• [Provided text]:
+ + + + + + +

Environmental Historian, Liberal Arts Advocate to Speak on Campus Sept. 14
DELAWARE, Ohio – When Ohio Wesleyan University’s faculty began to envision a model liberal arts curriculum for the 21st century, they were inspired by William J. Cronon’s influential essay, “Only Connect: The Goals of a Liberal Education.”
In his essay, Cronon states: “More than anything else, being an educated person means being able to see connections that allow one to make sense of the world and act within it in creative ways.”
So profound were Cronon’s words that they helped to guide creation of “The OWU Connection,” the program that now defines Ohio Wesleyan’s effort to educate students who “think big” (understand issues from multiple academic perspectives); “go global” (develop a broad and deep knowledge base through academic-related travel and on-campus diversity), and “get real experience” (link classroom learning with real-world practice through internships and other hands-on work experiences).

+ + + + + + +

• [Entries supplied]:
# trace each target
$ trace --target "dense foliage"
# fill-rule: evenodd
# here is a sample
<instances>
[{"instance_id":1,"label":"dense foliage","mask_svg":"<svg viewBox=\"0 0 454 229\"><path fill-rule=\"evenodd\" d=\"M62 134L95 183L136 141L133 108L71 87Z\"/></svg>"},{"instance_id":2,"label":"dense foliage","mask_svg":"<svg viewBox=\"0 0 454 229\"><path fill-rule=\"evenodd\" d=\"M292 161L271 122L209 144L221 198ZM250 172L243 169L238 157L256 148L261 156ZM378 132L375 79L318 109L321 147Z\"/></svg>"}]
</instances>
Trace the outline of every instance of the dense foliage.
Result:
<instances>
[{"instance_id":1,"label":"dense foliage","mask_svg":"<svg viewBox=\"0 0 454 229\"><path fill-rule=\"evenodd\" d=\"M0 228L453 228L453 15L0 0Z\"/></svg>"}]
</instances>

+ + + + + + +

• [To be done]:
**1.** What is the title of the William J. Cronon essay that inspired Ohio Wesleyan's faculty, according to the campus speaker announcement?
**2.** Please write out everything in the campus speaker announcement from "So profound were" down to "hands-on work experiences).".

• [Responses to the tasks]:
**1.** "Only Connect: The Goals of a Liberal Education."

**2.**
So profound were Cronon’s words that they helped to guide creation of “The OWU Connection,” the program that now defines Ohio Wesleyan’s effort to educate students who “think big” (understand issues from multiple academic perspectives); “go global” (develop a broad and deep knowledge base through academic-related travel and on-campus diversity), and “get real experience” (link classroom learning with real-world practice through internships and other hands-on work experiences).